* **WHAT TO PRODUCE**: There is one span to output from the data below: the lines starting at the line with "line, e.g. (16,15)." and ending at the line with "line, e.g. (89,9).". Output it exactly, ends included, nothing more.

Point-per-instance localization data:
────────────────────────────────────────
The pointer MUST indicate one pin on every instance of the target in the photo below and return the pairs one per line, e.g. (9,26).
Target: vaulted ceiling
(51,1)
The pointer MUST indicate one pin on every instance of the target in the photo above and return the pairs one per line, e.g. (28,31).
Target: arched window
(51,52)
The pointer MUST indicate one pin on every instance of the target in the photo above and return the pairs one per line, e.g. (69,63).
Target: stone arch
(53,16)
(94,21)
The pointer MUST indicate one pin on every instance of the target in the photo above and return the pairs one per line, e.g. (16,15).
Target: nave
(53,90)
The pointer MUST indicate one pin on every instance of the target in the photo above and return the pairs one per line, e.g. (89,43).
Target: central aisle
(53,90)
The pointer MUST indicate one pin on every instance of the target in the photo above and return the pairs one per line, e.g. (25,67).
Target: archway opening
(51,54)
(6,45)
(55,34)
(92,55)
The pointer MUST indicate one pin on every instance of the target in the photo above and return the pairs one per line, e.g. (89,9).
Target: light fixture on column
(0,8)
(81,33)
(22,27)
────────────────────────────────────────
* **ANSWER SECTION**:
The pointer MUST indicate one pin on every instance of the target in the photo above and return the pairs one per line, e.g. (16,15).
Target: nave
(53,90)
The pointer MUST indicate one pin on every instance of the target in the photo above and return the pairs one per line, e.g. (89,43).
Target: central aisle
(53,90)
The pointer MUST indicate one pin on every instance of the target in the photo above and return the pairs one per line, e.g. (25,67).
Target: archway opening
(51,54)
(6,45)
(55,34)
(92,55)
The pointer MUST indicate one pin on every instance of the target in the photo above and return the pairs one per line, e.g. (89,9).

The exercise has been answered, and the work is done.